● THE REQUEST: Would it be possible to write out each entry below exactly, without the pictures?

● MATERIAL PROVIDED:
○ ○ ○ ○ ○ ○ ○

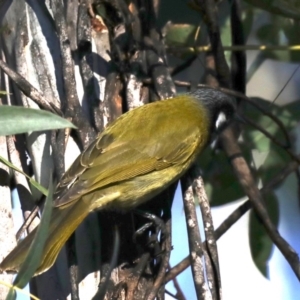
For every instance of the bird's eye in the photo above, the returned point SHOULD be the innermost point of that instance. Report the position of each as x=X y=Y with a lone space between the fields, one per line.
x=221 y=120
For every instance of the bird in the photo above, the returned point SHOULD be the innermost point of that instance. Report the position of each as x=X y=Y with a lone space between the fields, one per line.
x=135 y=158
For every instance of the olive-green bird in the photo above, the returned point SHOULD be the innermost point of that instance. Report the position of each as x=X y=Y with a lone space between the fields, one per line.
x=135 y=158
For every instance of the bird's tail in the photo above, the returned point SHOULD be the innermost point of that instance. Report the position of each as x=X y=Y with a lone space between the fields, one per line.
x=64 y=222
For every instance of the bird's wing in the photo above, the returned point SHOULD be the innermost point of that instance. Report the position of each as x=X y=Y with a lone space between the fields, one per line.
x=135 y=151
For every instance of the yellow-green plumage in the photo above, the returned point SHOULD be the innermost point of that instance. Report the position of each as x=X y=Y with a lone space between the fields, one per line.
x=135 y=158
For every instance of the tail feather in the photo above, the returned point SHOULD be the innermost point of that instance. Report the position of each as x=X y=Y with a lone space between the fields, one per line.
x=64 y=222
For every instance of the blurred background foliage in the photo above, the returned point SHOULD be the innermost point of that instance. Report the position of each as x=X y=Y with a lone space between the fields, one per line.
x=271 y=27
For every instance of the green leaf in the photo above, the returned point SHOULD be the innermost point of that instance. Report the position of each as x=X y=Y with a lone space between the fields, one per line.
x=180 y=34
x=15 y=119
x=285 y=8
x=288 y=114
x=260 y=243
x=221 y=184
x=32 y=181
x=35 y=252
x=12 y=295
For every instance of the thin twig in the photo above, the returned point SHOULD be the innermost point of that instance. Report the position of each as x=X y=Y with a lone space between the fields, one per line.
x=195 y=245
x=213 y=269
x=29 y=90
x=167 y=247
x=235 y=216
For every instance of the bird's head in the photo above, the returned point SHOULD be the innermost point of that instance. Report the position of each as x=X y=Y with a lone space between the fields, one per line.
x=220 y=107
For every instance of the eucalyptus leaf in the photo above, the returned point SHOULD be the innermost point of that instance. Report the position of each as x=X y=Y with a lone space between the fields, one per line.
x=15 y=120
x=35 y=251
x=260 y=243
x=219 y=178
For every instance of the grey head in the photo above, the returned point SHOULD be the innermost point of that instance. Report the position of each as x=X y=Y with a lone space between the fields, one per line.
x=220 y=106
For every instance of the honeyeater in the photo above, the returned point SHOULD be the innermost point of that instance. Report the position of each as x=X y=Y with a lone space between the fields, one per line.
x=135 y=158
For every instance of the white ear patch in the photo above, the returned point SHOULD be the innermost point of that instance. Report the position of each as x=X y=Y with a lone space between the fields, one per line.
x=221 y=119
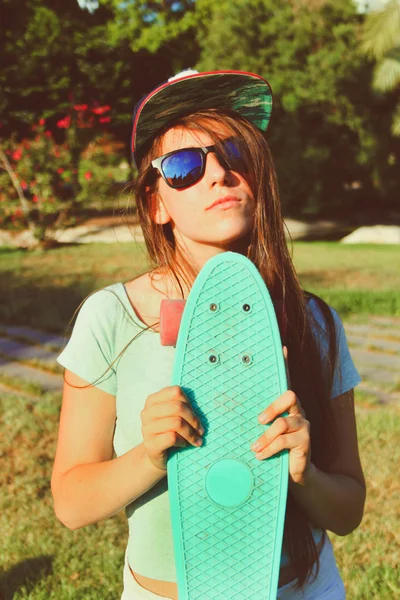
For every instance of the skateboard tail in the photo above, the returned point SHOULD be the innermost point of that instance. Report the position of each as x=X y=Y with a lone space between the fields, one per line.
x=227 y=507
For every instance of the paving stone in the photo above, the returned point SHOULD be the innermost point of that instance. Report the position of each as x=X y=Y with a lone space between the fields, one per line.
x=369 y=341
x=377 y=375
x=35 y=335
x=48 y=381
x=21 y=351
x=380 y=395
x=388 y=362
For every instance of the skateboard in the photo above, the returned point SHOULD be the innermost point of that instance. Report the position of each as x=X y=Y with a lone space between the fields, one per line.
x=227 y=507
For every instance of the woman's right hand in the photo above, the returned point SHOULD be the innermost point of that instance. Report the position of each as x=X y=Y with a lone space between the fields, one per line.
x=168 y=420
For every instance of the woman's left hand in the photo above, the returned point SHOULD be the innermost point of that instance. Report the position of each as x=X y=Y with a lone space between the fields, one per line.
x=291 y=432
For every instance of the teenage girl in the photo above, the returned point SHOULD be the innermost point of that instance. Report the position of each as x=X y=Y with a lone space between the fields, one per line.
x=206 y=184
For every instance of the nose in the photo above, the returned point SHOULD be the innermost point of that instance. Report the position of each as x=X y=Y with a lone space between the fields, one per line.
x=216 y=172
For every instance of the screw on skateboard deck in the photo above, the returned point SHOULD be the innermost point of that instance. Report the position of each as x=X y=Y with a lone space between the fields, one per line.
x=227 y=507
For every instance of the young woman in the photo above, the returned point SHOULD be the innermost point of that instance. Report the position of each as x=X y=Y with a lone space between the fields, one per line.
x=206 y=184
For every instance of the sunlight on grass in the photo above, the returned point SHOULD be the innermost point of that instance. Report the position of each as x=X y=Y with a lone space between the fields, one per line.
x=43 y=560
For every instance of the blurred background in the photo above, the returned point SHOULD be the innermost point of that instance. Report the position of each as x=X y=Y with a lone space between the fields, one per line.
x=70 y=74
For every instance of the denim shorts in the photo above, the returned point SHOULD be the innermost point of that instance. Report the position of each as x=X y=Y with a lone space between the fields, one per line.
x=327 y=586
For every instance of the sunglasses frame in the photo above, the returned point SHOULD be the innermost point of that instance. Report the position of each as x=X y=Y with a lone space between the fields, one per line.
x=203 y=150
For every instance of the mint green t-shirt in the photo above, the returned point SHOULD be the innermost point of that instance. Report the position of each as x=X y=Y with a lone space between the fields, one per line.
x=111 y=348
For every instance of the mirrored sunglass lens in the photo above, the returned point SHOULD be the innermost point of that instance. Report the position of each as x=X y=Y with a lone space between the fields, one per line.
x=183 y=168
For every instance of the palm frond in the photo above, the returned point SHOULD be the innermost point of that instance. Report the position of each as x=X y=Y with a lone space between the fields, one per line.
x=382 y=30
x=387 y=75
x=396 y=121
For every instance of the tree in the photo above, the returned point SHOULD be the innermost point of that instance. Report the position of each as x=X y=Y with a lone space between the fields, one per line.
x=382 y=42
x=328 y=130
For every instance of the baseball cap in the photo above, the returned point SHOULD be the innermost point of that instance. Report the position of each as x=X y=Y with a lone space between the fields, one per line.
x=248 y=94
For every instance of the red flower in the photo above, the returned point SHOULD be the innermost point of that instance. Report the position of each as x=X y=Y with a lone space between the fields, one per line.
x=100 y=110
x=64 y=123
x=17 y=154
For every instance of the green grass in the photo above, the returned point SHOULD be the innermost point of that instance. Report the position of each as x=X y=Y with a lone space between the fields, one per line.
x=42 y=289
x=42 y=560
x=356 y=280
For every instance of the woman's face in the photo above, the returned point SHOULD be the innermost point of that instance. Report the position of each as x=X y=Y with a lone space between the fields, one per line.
x=212 y=215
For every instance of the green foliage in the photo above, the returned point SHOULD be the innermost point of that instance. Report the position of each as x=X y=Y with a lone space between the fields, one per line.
x=42 y=182
x=330 y=134
x=382 y=41
x=326 y=128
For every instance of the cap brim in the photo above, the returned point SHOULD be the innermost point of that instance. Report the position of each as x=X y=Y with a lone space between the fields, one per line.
x=246 y=93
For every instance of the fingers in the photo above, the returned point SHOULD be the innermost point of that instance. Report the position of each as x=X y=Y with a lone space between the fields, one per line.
x=168 y=420
x=173 y=429
x=287 y=402
x=285 y=433
x=178 y=407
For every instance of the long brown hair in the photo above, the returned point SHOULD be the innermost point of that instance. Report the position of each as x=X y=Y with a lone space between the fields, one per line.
x=311 y=374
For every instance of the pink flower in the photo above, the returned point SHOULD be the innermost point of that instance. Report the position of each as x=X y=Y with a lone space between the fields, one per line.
x=17 y=154
x=100 y=110
x=64 y=123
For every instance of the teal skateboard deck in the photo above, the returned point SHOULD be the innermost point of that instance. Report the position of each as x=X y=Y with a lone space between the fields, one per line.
x=227 y=507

○ ○ ○ ○ ○ ○ ○

● FINISHED EXERCISE:
For every instance of the bird's eye in the photo above, the returned point SHOULD be the innermost point of that instance. Report the position of each as x=X y=Y with a lone space between the fields, one per line.
x=221 y=120
For every instance of the bird in the photo above, the returned point SHOULD be the innermost point of that instance. Report the position of each as x=X y=Y with a lone space between the fields, one per line.
x=135 y=158
For every instance of the olive-green bird in the photo above, the returned point SHOULD be the innermost point of that instance. Report the position of each as x=X y=Y with a lone space between the fields, one per line.
x=135 y=158
For every instance of the bird's tail in the photo above, the returned point SHOULD be the innermost point of that instance. Report the position of each as x=X y=Y with a lone space between the fields, one per line.
x=64 y=222
For every instance of the bird's wing in the photo above, the returned point SHOULD be the innermost point of that instance. Report the position of each as x=X y=Y with a lone space between the fields, one per line.
x=135 y=151
For every instance of the yellow-green plumage in the photo above, the returned point SHOULD be the innermost point of that instance. Report the position of each as x=X y=Y with a lone space between the fields, one per line.
x=135 y=158
For every instance of the tail feather in the photo above, the returned point SHOULD be the innermost point of that instance. Report the position of each as x=X y=Y with a lone space between the fields, one per line.
x=64 y=222
For every instance of the blurred background foliage in the photo above, the returned point SHOULD be the innermost point of that instance. Report the position of each as x=X y=Y with a lone space between the fields, one per line.
x=271 y=27
For every instance of the green leaf in the photo above, the returned point SHOULD be the innermost point of that instance. Report the position of each as x=X y=Y with a lone space between the fields, one per line.
x=180 y=34
x=15 y=119
x=285 y=8
x=288 y=114
x=260 y=243
x=221 y=184
x=32 y=181
x=35 y=252
x=12 y=295
For every instance of the thin twig in the photo above, the returned point SHOULD be the innermost point of that instance. Report the position of each as x=X y=Y with a lone space between the fields, one per line.
x=195 y=245
x=213 y=269
x=29 y=90
x=167 y=247
x=235 y=216
For every instance of the bird's head in the photo above, the returned point SHOULD be the innermost point of that instance. Report the position of each as x=X y=Y with a lone space between the fields, one per line.
x=220 y=107
For every instance of the eucalyptus leaf in the photo above, the returned point SHOULD be the innermost point of that instance. Report the position of each as x=X y=Y with a lone space between the fields, one per line.
x=15 y=120
x=35 y=251
x=260 y=243
x=219 y=178
For every instance of the grey head in the photo above, the returned point SHOULD be the innermost point of that instance. Report the position of each as x=X y=Y with a lone space between the fields, one per line.
x=220 y=106
For every instance of the honeyeater in the photo above, the returned point SHOULD be the innermost point of that instance. Report the position of each as x=X y=Y with a lone space between the fields, one per line.
x=135 y=158
For every instance of the white ear patch in the photo above, the returned point SHOULD be the innermost point of that instance. Report the position of each as x=X y=Y with a lone space between the fields, one per line.
x=221 y=119
For every instance of the skateboard tail in the photo above, the returned point SHOULD be the innermost point of that instance. Report the position of each as x=X y=Y with a lone space between the fields, one per line.
x=227 y=507
For every instance of the paving stone in the photo above, the returned point SHOULD be the innermost point of that instance. Report the position of each as x=X y=Y with a lone space between the fields, one per line.
x=369 y=341
x=377 y=375
x=35 y=335
x=48 y=381
x=21 y=351
x=380 y=395
x=388 y=362
For every instance of the skateboard in the photo above, the returned point SHOULD be the innermost point of that instance. Report the position of each as x=X y=Y with a lone space between the fields, one per line.
x=227 y=507
For every instance of the woman's right hand in the photo above, the returned point SHOULD be the innermost point of that instance. Report the position of each as x=X y=Y with a lone space between the fields, one per line.
x=168 y=420
For every instance of the woman's left hand in the photo above, the returned point SHOULD be the innermost point of that instance. Report the position of each as x=X y=Y with a lone space between the fields, one per line.
x=291 y=432
For every instance of the teenage girl in the photo above, the returned point SHOULD be the innermost point of that instance. Report the position of each as x=X y=Y with a lone space between the fields, one per line.
x=206 y=184
For every instance of the nose in the photo above, the returned point SHOULD be the innermost point of that instance. Report the position of each as x=X y=Y with a lone space between the fields, one per line.
x=216 y=172
For every instance of the screw on skateboard deck in the photo above, the returned point SHOULD be the innermost point of that instance. Report the position of each as x=X y=Y with a lone space between the fields, one per line.
x=227 y=507
For every instance of the young woman in the photo above, the returned point SHOULD be the innermost point of that instance. Report the position of each as x=X y=Y with a lone space between the fields, one per line.
x=206 y=184
For every instance of the sunlight on grass in the photo above, the returned point SHOULD be the innermost point of that instance. Report the position of each as x=X y=Y with a lone space between the fields, one per line.
x=43 y=560
For every instance of the blurred background in the photo above, the returned point SHOULD be the innermost point of that instance. Report the position of each as x=X y=Y with a lone space between the fields, one per line.
x=70 y=74
For every instance of the denim shorts in the photo above, the returned point SHOULD be the innermost point of that instance. Report the position of each as x=X y=Y with a lone space between the fields, one per line.
x=327 y=586
For every instance of the sunglasses frame in the photo above, the returned point SHOULD be the innermost point of that instance. Report the position of each as x=X y=Y with a lone space between the fields, one per line.
x=203 y=150
For every instance of the mint green t-shirt in the photo above, the returned point SHOULD be the innermost point of that instance. Report the position of each as x=X y=Y with a lone space between the fields, one per line.
x=111 y=348
For every instance of the mirrored sunglass lens in the photo above, the returned point SHOULD be the innermost point of that instance. Report the position of each as x=X y=Y with a lone space between the fields, one per line.
x=183 y=168
For every instance of the palm frond in the photo above, the returned point SHOULD be the innermost point of that instance. Report the position of each as x=X y=Y with a lone space between the fields, one per line.
x=382 y=30
x=387 y=75
x=396 y=121
For every instance of the tree in the photo above, the returned point SHOULD be the innermost point of that instance. Report the position of each as x=X y=Y with a lone space between the fields, one per line.
x=382 y=42
x=328 y=130
For every instance of the baseball cap in the photo above, the returned point SHOULD be the innermost point of that instance. Report the position of each as x=X y=Y with a lone space between the fields, one per line.
x=248 y=94
For every instance of the red flower in the photo above, the returned point SHOULD be the innermost point of that instance. Report the position of each as x=X y=Y with a lone space between the fields, one per line.
x=100 y=110
x=64 y=123
x=17 y=154
For every instance of the green grass in the photo above, the returned point SHOULD be the innermost point of that instance. Report the position of each as x=X y=Y with a lone space between the fields, one per line.
x=42 y=289
x=42 y=560
x=356 y=280
For every instance of the woman's face in the photo above, the returned point SHOULD be the innermost point of that instance. Report the position of each as x=X y=Y with a lone space between the fields, one per line.
x=212 y=215
For every instance of the green foliage in the photo above, the returned point SHOULD be the innermost point of that instance. Report the position of each as x=X y=Y with a lone space between the fields, one per line.
x=42 y=182
x=330 y=134
x=382 y=41
x=326 y=128
For every instance of the cap brim in the photo above, the returned point SHOULD be the innermost point of that instance. Report the position of each as x=X y=Y with a lone space between the fields, one per line.
x=246 y=93
For every instance of the fingers in the photo above, the returned point SHOULD be the innermost point of that instance. Report the position of each as x=X y=Y with a lone space between the fields, one per line.
x=168 y=420
x=173 y=429
x=287 y=402
x=285 y=433
x=178 y=407
For every instance of the long brown hair in the photo above, the returned point SHOULD be the innermost point of that instance. Report the position of each as x=X y=Y with a lone space between the fields, one per line.
x=311 y=374
For every instance of the pink flower in the photo above, the returned point SHOULD be the innermost point of that instance. Report the position of each as x=X y=Y with a lone space between the fields, one per line.
x=17 y=154
x=100 y=110
x=64 y=123
For every instance of the teal skateboard deck in the photo above, the returned point SHOULD be the innermost point of that instance. Report the position of each as x=X y=Y with a lone space between the fields, one per line.
x=227 y=507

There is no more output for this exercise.